Trecho da página:
──────────────────────────────

Ao chegar aos 60 em 2016 gozando boa saúde, sentir-se-á tão lépido e faceiro como aos 50 ou aos 60 anos. Aos 62 anos, eu fazia coisas estupendas: pintava, jogava futebol, comia e bebia bem, nadava, amava e dormia melhor. Presentemente, me acho limitado pelas mazelas (dou graças a Deus por elas terem aparecido após os 63 anos) por minha exclusiva culpa. Achava-me supimpa aos 50 (lógico!) e tome churrascos gordurosos, uísque, Ypioca prata, cerveja (2 litros/dia) até chegar àquela marca dos 63! 13 anos sobrecarregando meus órgãos nobres, por acreditar piamente fosse a cerveja bebida diurética. Não era e não é. É veneno para os rins. Só posso lhe dizer, meu caro amigo, se você tem dieta balanceada, costumes não violentos, dorme ao menos oito horas/dia... Não tema os anos 70 para cima. Sinceramente, nada muda se for saudável. Carlos Marti foi muito feliz em seu comentário, e Cíntia uma pessimista equilibrada e o Baile-do-mela-cueca bastante hilário!
Afinal, para dizer que nada tenho a dizer, tenho sim: não pense jamais na velhice como o fim de tudo. A Vida não envelhece, nós é que envelhecemos a Vida, com pensamentos obtusos. Otimismo é a chave para a felicidade. Também não admito entrar em grupinhos de festinhas e arrasta pés da "melhor idade". Aceitar o envelhecer é outra maneira de se sair bem. Apesar de todas as minhas limitações, vivo e estou feliz pelos meus 74 anos, ainda que me sinta arrasado pela perda de uma filha amada. Este fato foi um "acidente de percurso" e meu coração está na UTI, ainda. Não tinha nada a dizer e disse tanto.

Marco Antonio Zanfra disse...

Sou suspeito para falar da Folha, Carles, porque foi meu primeiro emprego e tenho razões sentimentais para tê-la como o melhor jornal do País. Mas Clóvis Rossi anda mesmo dando umas derrapadas, assim como Josias de Souza. Fábio Seixas eu não leio; quanto ao Kennedy, o pouco que li dele deu a impressão de um neoliberal ainda com medo de assumir as posições. Quero dizer que continuo fã do Rossi, mas agora com mais restrições do que tinha há dois ou três anos.

Marco Antonio Zanfra disse...

Morani, se eu passar dos 60 sem muitos arranhões e hematomas, quero chegar pelo menos aos 74 com sua lucidez. "Melhor idade" é a sua, meu caro.

cilmar machado disse...

──────────────────────────────

Registros fornecidos:
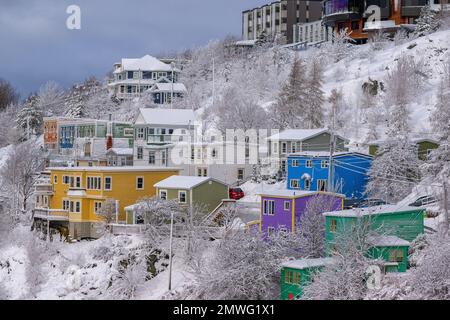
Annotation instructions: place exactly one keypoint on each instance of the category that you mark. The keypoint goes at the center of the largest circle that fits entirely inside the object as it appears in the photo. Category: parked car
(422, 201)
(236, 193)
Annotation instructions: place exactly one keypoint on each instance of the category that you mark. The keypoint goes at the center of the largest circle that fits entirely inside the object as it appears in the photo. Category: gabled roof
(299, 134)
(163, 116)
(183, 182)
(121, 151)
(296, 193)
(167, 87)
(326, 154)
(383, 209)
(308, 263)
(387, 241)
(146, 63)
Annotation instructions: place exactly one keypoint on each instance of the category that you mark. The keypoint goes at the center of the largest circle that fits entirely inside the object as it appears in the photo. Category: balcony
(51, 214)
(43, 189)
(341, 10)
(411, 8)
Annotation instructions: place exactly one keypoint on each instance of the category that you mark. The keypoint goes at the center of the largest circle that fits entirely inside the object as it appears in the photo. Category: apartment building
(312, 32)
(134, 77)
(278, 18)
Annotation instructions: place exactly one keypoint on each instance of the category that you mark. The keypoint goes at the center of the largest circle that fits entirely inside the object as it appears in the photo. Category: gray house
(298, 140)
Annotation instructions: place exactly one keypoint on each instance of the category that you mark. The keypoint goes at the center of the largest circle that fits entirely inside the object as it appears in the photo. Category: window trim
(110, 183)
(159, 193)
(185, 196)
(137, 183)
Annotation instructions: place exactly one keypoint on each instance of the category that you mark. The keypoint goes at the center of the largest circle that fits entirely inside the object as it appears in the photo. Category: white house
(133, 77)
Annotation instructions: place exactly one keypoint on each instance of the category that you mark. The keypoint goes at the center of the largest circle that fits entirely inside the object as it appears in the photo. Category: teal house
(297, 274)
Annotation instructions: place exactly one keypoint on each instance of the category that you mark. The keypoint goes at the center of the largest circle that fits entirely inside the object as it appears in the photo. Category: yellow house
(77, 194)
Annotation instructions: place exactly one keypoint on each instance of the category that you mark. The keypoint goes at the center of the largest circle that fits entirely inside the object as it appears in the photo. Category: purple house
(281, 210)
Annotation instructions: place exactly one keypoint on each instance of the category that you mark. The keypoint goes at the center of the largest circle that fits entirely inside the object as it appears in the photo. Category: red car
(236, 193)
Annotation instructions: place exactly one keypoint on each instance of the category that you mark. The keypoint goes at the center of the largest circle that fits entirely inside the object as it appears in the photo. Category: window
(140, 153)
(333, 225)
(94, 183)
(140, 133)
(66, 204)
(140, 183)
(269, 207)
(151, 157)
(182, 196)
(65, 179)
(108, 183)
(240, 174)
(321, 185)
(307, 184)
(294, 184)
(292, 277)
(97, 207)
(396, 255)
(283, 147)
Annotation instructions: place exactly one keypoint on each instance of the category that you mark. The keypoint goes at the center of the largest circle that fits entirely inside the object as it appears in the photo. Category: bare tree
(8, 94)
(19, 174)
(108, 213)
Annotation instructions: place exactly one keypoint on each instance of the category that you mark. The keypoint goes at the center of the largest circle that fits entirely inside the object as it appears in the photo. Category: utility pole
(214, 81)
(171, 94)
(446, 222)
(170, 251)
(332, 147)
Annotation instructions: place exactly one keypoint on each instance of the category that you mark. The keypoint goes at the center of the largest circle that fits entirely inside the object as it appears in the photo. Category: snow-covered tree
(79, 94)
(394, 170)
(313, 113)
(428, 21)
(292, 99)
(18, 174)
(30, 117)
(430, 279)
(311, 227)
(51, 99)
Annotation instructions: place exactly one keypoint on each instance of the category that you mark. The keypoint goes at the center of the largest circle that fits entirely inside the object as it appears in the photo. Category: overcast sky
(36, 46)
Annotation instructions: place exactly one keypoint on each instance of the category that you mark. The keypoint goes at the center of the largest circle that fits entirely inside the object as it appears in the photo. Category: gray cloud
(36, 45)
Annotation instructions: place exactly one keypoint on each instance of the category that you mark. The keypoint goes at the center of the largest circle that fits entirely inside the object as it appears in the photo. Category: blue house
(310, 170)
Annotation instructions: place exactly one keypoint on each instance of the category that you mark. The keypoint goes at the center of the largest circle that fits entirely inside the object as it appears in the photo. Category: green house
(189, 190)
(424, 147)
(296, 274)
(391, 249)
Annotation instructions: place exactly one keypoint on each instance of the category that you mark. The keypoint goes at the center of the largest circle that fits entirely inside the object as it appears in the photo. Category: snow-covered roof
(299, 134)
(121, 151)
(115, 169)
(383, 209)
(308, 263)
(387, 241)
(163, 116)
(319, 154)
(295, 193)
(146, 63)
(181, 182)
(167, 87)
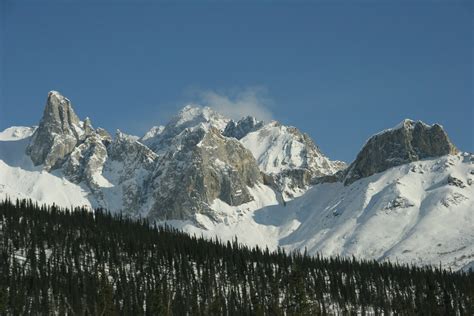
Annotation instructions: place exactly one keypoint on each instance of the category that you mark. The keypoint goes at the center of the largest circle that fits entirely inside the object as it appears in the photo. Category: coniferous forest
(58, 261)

──────────────────────────────

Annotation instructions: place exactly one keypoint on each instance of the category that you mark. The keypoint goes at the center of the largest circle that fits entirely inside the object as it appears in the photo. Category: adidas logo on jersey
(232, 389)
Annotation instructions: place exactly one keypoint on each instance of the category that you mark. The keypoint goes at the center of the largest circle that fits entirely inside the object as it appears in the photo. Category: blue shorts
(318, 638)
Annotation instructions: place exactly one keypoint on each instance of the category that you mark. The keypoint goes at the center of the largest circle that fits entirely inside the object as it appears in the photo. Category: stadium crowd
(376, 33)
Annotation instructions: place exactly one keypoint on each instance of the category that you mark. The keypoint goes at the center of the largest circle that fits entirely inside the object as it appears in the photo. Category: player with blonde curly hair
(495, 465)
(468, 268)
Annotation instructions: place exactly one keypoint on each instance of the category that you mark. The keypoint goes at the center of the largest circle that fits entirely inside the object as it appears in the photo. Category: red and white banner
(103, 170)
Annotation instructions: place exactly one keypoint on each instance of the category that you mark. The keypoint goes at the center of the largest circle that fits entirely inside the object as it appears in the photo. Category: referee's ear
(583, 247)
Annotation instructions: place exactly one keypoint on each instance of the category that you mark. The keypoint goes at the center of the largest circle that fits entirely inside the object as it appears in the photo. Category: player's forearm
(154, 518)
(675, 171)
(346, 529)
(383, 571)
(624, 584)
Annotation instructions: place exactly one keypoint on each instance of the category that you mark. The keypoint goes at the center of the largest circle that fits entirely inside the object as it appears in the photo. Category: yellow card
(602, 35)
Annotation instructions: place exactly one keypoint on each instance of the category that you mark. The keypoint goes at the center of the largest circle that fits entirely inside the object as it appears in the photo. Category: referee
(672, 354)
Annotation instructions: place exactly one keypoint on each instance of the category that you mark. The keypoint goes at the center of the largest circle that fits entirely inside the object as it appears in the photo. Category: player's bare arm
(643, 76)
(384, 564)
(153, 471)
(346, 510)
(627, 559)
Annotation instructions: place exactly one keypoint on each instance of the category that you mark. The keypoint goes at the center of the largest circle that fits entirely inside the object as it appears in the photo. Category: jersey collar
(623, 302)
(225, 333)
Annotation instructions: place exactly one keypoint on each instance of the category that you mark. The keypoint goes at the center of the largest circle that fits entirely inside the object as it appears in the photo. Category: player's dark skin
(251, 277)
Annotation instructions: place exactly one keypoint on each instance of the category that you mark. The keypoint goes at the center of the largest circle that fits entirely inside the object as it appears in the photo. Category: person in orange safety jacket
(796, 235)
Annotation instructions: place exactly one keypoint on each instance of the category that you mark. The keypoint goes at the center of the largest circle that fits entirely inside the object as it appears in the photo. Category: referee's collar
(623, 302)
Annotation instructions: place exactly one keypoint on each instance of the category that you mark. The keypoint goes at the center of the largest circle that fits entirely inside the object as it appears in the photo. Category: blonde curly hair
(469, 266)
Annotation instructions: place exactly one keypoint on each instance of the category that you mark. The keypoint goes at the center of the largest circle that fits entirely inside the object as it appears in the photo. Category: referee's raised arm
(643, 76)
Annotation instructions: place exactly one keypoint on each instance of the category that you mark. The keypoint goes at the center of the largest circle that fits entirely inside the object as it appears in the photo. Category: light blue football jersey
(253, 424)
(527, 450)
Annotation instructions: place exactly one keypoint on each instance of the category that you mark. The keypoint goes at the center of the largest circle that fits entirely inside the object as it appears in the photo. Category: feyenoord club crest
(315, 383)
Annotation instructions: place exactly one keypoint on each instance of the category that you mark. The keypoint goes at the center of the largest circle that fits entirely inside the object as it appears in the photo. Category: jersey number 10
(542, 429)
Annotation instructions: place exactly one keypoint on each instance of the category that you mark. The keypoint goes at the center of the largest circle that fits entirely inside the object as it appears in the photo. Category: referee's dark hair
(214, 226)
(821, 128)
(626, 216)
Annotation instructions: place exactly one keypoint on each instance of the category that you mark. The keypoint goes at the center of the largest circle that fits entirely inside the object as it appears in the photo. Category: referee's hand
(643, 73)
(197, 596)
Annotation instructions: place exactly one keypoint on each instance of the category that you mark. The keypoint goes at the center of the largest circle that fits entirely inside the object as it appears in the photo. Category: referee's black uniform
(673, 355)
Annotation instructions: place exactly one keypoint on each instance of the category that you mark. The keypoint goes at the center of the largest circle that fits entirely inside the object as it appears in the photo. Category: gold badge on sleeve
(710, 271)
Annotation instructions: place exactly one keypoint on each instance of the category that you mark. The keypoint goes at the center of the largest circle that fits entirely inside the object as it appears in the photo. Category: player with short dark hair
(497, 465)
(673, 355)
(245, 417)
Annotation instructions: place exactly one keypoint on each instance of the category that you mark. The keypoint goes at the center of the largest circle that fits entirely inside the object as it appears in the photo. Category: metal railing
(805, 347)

──────────────────────────────

O que fazer: Copie do trecho, por favor, a passagem que começa nas palavras "Morani, se eu" e termina logo após as palavras "cilmar machado disse...". Os registros são um material à parte, independente do trecho.

Solução do exercício:
Morani, se eu passar dos 60 sem muitos arranhões e hematomas, quero chegar pelo menos aos 74 com sua lucidez. "Melhor idade" é a sua, meu caro.

cilmar machado disse...